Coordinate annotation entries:
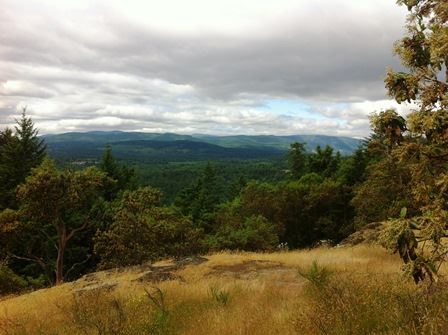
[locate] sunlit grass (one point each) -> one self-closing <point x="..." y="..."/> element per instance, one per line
<point x="231" y="293"/>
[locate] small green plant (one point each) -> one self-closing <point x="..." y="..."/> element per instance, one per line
<point x="316" y="274"/>
<point x="96" y="311"/>
<point x="160" y="320"/>
<point x="9" y="281"/>
<point x="221" y="296"/>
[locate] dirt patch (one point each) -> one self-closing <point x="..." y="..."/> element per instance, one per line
<point x="248" y="269"/>
<point x="368" y="234"/>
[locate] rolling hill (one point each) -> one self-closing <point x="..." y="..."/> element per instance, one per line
<point x="175" y="147"/>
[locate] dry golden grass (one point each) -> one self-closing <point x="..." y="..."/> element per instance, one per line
<point x="231" y="293"/>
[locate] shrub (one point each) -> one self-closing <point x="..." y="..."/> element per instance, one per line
<point x="10" y="282"/>
<point x="366" y="305"/>
<point x="142" y="231"/>
<point x="254" y="233"/>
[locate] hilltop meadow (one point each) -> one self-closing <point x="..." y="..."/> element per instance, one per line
<point x="347" y="290"/>
<point x="183" y="234"/>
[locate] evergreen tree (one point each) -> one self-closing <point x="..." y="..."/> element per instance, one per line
<point x="297" y="159"/>
<point x="20" y="152"/>
<point x="420" y="143"/>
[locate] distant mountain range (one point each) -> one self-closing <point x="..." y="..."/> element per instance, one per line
<point x="175" y="147"/>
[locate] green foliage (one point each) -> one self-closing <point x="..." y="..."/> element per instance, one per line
<point x="323" y="162"/>
<point x="54" y="207"/>
<point x="10" y="282"/>
<point x="422" y="151"/>
<point x="20" y="151"/>
<point x="253" y="233"/>
<point x="221" y="296"/>
<point x="317" y="275"/>
<point x="303" y="211"/>
<point x="201" y="200"/>
<point x="143" y="231"/>
<point x="297" y="159"/>
<point x="371" y="305"/>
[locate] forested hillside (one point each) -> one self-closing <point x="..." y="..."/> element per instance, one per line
<point x="78" y="203"/>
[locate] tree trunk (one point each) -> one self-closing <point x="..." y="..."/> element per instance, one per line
<point x="60" y="260"/>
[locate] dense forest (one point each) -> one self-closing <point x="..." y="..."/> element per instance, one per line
<point x="58" y="223"/>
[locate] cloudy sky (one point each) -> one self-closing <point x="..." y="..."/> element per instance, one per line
<point x="198" y="66"/>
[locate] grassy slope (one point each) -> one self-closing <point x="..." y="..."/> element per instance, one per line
<point x="231" y="293"/>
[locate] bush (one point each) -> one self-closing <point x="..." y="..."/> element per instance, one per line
<point x="254" y="233"/>
<point x="10" y="282"/>
<point x="365" y="305"/>
<point x="142" y="231"/>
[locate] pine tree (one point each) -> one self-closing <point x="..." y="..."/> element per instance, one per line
<point x="420" y="143"/>
<point x="20" y="152"/>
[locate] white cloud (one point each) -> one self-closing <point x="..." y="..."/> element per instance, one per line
<point x="197" y="66"/>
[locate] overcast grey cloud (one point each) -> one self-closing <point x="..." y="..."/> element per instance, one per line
<point x="219" y="67"/>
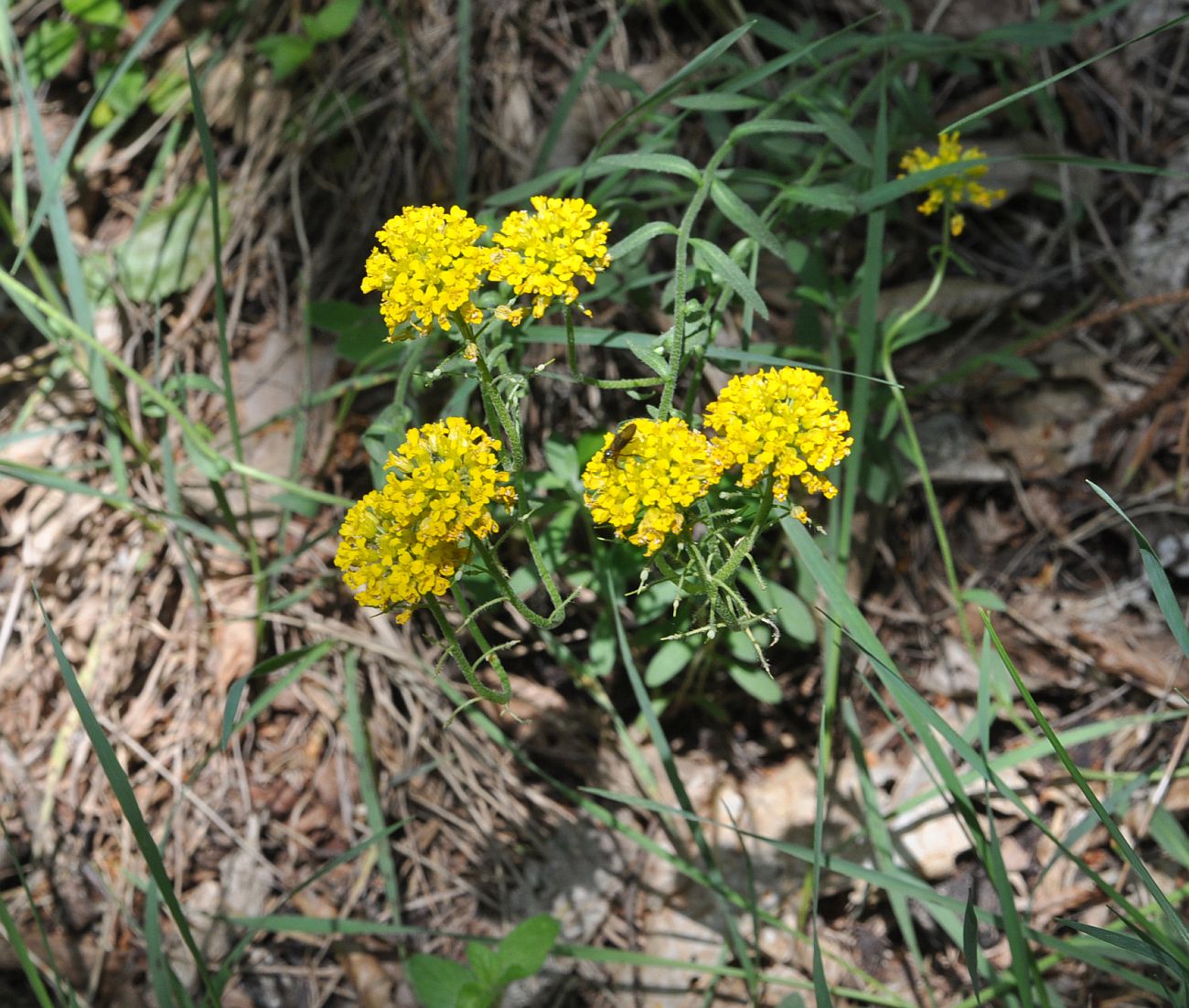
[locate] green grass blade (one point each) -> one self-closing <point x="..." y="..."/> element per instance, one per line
<point x="573" y="90"/>
<point x="1156" y="576"/>
<point x="982" y="113"/>
<point x="302" y="659"/>
<point x="368" y="788"/>
<point x="127" y="800"/>
<point x="36" y="987"/>
<point x="1181" y="949"/>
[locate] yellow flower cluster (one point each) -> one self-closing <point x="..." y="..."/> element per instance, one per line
<point x="956" y="188"/>
<point x="407" y="540"/>
<point x="429" y="268"/>
<point x="781" y="422"/>
<point x="541" y="253"/>
<point x="429" y="265"/>
<point x="647" y="480"/>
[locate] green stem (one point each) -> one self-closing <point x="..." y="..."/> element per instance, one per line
<point x="455" y="647"/>
<point x="506" y="588"/>
<point x="534" y="548"/>
<point x="915" y="451"/>
<point x="492" y="402"/>
<point x="585" y="380"/>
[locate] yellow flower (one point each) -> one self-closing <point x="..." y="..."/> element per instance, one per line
<point x="540" y="254"/>
<point x="649" y="478"/>
<point x="429" y="268"/>
<point x="954" y="189"/>
<point x="783" y="422"/>
<point x="407" y="540"/>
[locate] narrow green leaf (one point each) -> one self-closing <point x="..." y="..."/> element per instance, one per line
<point x="842" y="134"/>
<point x="1156" y="576"/>
<point x="127" y="800"/>
<point x="285" y="52"/>
<point x="48" y="48"/>
<point x="982" y="113"/>
<point x="645" y="161"/>
<point x="301" y="659"/>
<point x="730" y="273"/>
<point x="640" y="237"/>
<point x="106" y="13"/>
<point x="744" y="218"/>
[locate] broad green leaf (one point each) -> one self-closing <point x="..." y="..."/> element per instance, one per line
<point x="524" y="949"/>
<point x="730" y="273"/>
<point x="670" y="659"/>
<point x="285" y="52"/>
<point x="123" y="98"/>
<point x="48" y="48"/>
<point x="173" y="250"/>
<point x="756" y="682"/>
<point x="334" y="20"/>
<point x="1156" y="576"/>
<point x="436" y="982"/>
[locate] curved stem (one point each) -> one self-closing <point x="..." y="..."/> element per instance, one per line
<point x="494" y="402"/>
<point x="534" y="548"/>
<point x="744" y="547"/>
<point x="915" y="451"/>
<point x="455" y="651"/>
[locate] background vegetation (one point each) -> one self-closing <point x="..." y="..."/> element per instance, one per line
<point x="955" y="774"/>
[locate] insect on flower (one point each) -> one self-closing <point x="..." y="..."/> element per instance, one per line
<point x="622" y="440"/>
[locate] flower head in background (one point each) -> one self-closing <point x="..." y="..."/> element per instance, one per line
<point x="408" y="539"/>
<point x="541" y="253"/>
<point x="954" y="189"/>
<point x="647" y="480"/>
<point x="427" y="268"/>
<point x="780" y="421"/>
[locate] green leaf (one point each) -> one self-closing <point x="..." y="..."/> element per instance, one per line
<point x="126" y="798"/>
<point x="721" y="102"/>
<point x="1156" y="576"/>
<point x="285" y="52"/>
<point x="744" y="218"/>
<point x="730" y="273"/>
<point x="108" y="13"/>
<point x="670" y="659"/>
<point x="641" y="235"/>
<point x="824" y="198"/>
<point x="665" y="164"/>
<point x="983" y="599"/>
<point x="123" y="96"/>
<point x="48" y="48"/>
<point x="436" y="982"/>
<point x="173" y="250"/>
<point x="791" y="612"/>
<point x="524" y="949"/>
<point x="486" y="963"/>
<point x="166" y="88"/>
<point x="842" y="134"/>
<point x="360" y="329"/>
<point x="334" y="20"/>
<point x="756" y="682"/>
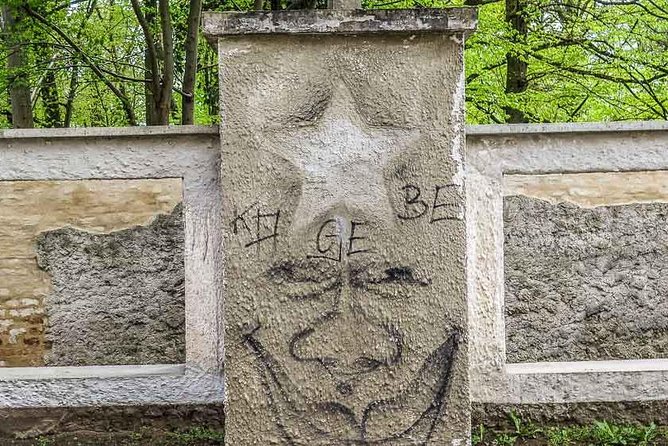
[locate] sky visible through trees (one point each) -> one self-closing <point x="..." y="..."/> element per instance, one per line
<point x="79" y="63"/>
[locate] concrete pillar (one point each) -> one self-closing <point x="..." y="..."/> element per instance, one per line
<point x="344" y="228"/>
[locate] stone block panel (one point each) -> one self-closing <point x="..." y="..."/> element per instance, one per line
<point x="35" y="210"/>
<point x="585" y="281"/>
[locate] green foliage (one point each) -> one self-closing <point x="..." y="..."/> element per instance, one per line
<point x="601" y="433"/>
<point x="586" y="60"/>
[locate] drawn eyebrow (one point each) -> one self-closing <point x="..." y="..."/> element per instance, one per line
<point x="401" y="274"/>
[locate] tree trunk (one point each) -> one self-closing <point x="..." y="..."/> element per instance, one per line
<point x="516" y="67"/>
<point x="51" y="100"/>
<point x="167" y="81"/>
<point x="190" y="70"/>
<point x="19" y="87"/>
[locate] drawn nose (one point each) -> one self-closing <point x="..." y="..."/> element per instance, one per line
<point x="346" y="340"/>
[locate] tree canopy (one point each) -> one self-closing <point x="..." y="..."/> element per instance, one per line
<point x="75" y="63"/>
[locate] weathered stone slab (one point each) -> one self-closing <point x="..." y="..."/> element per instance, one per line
<point x="117" y="298"/>
<point x="585" y="283"/>
<point x="344" y="237"/>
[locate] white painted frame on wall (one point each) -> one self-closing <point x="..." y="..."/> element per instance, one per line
<point x="494" y="151"/>
<point x="187" y="152"/>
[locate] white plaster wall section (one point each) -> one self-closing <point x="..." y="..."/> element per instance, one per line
<point x="560" y="148"/>
<point x="590" y="190"/>
<point x="189" y="152"/>
<point x="528" y="149"/>
<point x="484" y="207"/>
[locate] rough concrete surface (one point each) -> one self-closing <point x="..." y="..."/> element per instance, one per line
<point x="345" y="286"/>
<point x="117" y="298"/>
<point x="31" y="207"/>
<point x="585" y="283"/>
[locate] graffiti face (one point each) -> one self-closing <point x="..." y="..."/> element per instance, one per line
<point x="353" y="355"/>
<point x="348" y="282"/>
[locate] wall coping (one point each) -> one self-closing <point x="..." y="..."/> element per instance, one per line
<point x="569" y="127"/>
<point x="200" y="130"/>
<point x="110" y="132"/>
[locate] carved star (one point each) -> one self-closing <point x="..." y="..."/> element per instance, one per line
<point x="342" y="159"/>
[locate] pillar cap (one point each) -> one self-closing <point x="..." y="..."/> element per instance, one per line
<point x="327" y="21"/>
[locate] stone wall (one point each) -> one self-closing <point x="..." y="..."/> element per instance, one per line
<point x="586" y="257"/>
<point x="30" y="208"/>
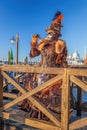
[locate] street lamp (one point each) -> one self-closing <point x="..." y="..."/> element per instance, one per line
<point x="13" y="40"/>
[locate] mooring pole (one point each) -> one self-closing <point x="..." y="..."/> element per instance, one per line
<point x="1" y="99"/>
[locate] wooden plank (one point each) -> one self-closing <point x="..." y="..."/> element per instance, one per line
<point x="36" y="103"/>
<point x="47" y="112"/>
<point x="31" y="92"/>
<point x="41" y="124"/>
<point x="77" y="72"/>
<point x="79" y="83"/>
<point x="78" y="123"/>
<point x="13" y="82"/>
<point x="9" y="95"/>
<point x="32" y="69"/>
<point x="1" y="98"/>
<point x="65" y="102"/>
<point x="79" y="101"/>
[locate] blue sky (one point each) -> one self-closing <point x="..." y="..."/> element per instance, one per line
<point x="28" y="17"/>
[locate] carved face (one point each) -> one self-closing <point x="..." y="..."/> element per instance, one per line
<point x="52" y="36"/>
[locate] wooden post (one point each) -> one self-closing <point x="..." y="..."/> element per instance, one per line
<point x="79" y="100"/>
<point x="65" y="102"/>
<point x="1" y="99"/>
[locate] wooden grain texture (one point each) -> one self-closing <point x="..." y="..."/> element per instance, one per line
<point x="77" y="72"/>
<point x="41" y="124"/>
<point x="33" y="100"/>
<point x="65" y="102"/>
<point x="32" y="69"/>
<point x="78" y="82"/>
<point x="78" y="123"/>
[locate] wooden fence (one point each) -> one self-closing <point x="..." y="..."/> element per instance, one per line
<point x="68" y="75"/>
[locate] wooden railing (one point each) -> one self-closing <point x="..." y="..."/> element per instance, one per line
<point x="68" y="75"/>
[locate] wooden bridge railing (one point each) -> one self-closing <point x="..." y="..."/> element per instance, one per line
<point x="66" y="74"/>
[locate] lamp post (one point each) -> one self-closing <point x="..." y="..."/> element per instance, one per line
<point x="13" y="40"/>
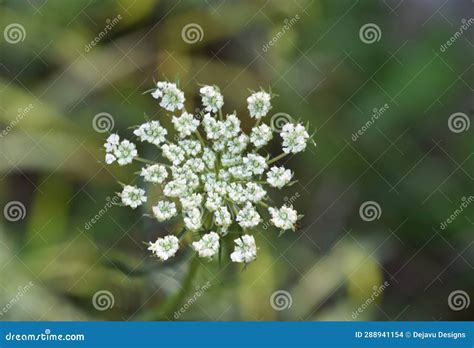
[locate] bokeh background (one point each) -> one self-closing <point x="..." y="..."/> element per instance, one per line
<point x="415" y="161"/>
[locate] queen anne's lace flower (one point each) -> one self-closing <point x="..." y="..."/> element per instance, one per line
<point x="172" y="98"/>
<point x="133" y="196"/>
<point x="211" y="98"/>
<point x="223" y="217"/>
<point x="185" y="124"/>
<point x="294" y="138"/>
<point x="216" y="181"/>
<point x="165" y="247"/>
<point x="284" y="218"/>
<point x="151" y="132"/>
<point x="208" y="245"/>
<point x="164" y="210"/>
<point x="121" y="151"/>
<point x="248" y="216"/>
<point x="155" y="173"/>
<point x="278" y="176"/>
<point x="193" y="219"/>
<point x="259" y="104"/>
<point x="261" y="135"/>
<point x="245" y="249"/>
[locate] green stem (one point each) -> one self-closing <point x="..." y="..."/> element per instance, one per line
<point x="279" y="157"/>
<point x="144" y="160"/>
<point x="203" y="143"/>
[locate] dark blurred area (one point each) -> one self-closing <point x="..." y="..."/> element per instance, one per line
<point x="387" y="193"/>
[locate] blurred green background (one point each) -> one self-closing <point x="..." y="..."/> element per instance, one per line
<point x="409" y="161"/>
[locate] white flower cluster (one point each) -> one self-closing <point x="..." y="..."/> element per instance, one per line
<point x="216" y="178"/>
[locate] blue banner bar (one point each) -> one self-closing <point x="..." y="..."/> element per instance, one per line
<point x="237" y="334"/>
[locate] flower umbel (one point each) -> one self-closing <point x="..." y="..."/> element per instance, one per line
<point x="216" y="178"/>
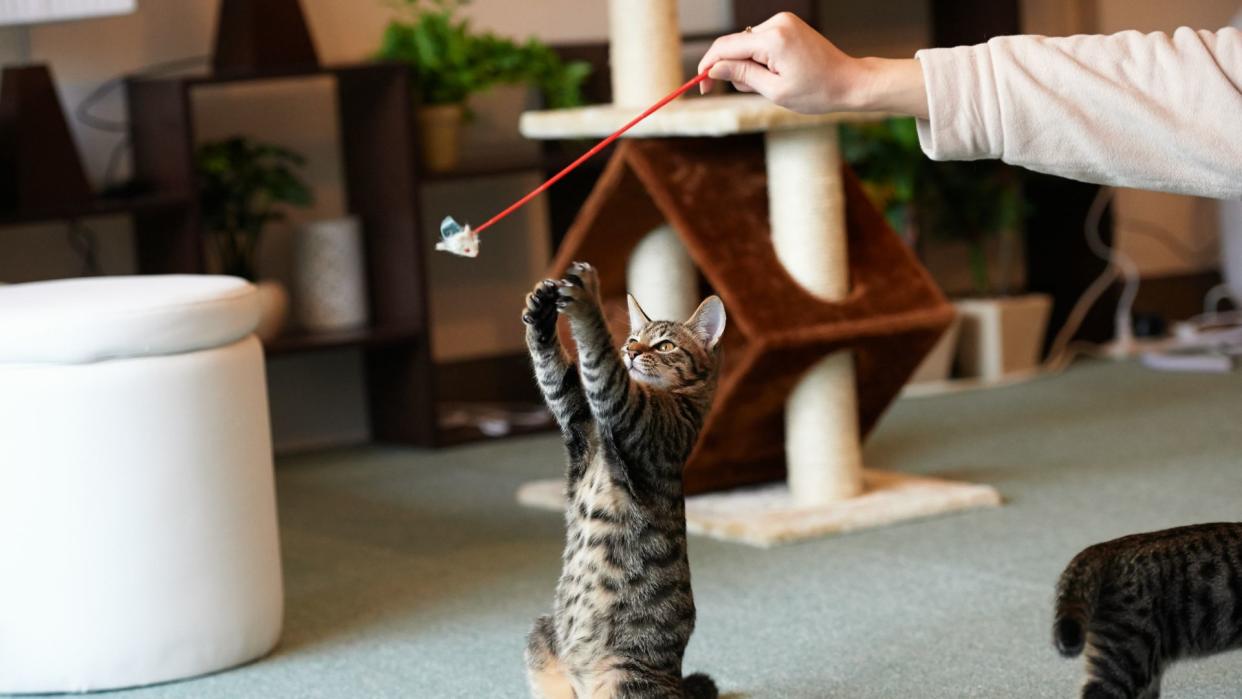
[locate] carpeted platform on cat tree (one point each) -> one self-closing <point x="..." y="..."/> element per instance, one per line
<point x="766" y="515"/>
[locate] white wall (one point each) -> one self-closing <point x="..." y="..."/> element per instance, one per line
<point x="475" y="303"/>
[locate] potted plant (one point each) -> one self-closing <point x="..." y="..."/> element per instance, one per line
<point x="450" y="62"/>
<point x="970" y="205"/>
<point x="242" y="185"/>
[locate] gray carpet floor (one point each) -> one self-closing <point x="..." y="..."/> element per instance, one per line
<point x="414" y="574"/>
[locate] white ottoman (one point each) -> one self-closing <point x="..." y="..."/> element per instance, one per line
<point x="138" y="539"/>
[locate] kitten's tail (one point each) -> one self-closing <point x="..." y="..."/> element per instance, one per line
<point x="1077" y="592"/>
<point x="699" y="685"/>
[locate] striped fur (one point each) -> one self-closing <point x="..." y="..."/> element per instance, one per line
<point x="1140" y="602"/>
<point x="624" y="611"/>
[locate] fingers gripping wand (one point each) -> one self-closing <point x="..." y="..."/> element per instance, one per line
<point x="463" y="240"/>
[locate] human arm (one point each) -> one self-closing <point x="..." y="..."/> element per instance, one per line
<point x="1145" y="111"/>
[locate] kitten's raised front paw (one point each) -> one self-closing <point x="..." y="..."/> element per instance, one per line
<point x="540" y="312"/>
<point x="579" y="292"/>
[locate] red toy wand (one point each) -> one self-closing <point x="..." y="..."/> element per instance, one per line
<point x="463" y="241"/>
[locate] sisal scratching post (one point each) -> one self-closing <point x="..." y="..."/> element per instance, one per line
<point x="646" y="62"/>
<point x="645" y="50"/>
<point x="661" y="276"/>
<point x="806" y="206"/>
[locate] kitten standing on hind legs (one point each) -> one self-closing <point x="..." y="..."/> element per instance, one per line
<point x="624" y="610"/>
<point x="1140" y="602"/>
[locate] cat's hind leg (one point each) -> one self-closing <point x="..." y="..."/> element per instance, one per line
<point x="621" y="682"/>
<point x="1115" y="671"/>
<point x="545" y="674"/>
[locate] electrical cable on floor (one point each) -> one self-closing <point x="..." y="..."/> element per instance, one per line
<point x="85" y="116"/>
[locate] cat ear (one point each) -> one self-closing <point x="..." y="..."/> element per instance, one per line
<point x="708" y="322"/>
<point x="637" y="318"/>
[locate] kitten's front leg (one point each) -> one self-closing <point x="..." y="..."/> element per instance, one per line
<point x="604" y="375"/>
<point x="557" y="378"/>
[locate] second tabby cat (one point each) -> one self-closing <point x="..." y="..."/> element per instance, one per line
<point x="1139" y="602"/>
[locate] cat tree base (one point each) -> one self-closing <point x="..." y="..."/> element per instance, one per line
<point x="766" y="515"/>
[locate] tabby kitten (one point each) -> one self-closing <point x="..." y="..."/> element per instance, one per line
<point x="1140" y="602"/>
<point x="624" y="611"/>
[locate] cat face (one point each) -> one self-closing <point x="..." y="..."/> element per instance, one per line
<point x="670" y="355"/>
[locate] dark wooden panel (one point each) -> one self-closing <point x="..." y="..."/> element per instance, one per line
<point x="381" y="183"/>
<point x="40" y="169"/>
<point x="960" y="22"/>
<point x="162" y="133"/>
<point x="750" y="13"/>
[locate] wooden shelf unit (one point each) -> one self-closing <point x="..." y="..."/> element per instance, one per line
<point x="381" y="181"/>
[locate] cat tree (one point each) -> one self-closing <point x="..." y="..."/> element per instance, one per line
<point x="829" y="312"/>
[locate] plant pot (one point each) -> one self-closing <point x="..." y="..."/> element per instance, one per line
<point x="1001" y="335"/>
<point x="273" y="309"/>
<point x="329" y="275"/>
<point x="938" y="364"/>
<point x="440" y="133"/>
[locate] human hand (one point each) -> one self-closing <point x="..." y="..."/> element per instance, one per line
<point x="796" y="67"/>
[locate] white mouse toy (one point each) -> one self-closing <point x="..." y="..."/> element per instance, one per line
<point x="457" y="239"/>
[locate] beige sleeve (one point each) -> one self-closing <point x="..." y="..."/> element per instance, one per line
<point x="1142" y="111"/>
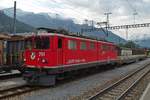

- REQUIREMENTS -
Find and copy every line of the material above that contains the word "human".

- FINISHED TASK -
[locate] human arm (one point each) -> one self-closing <point x="..." y="..."/> element per instance, one per line
[locate] human hand (one point each) -> one self-closing <point x="..." y="..."/> element per instance, one per line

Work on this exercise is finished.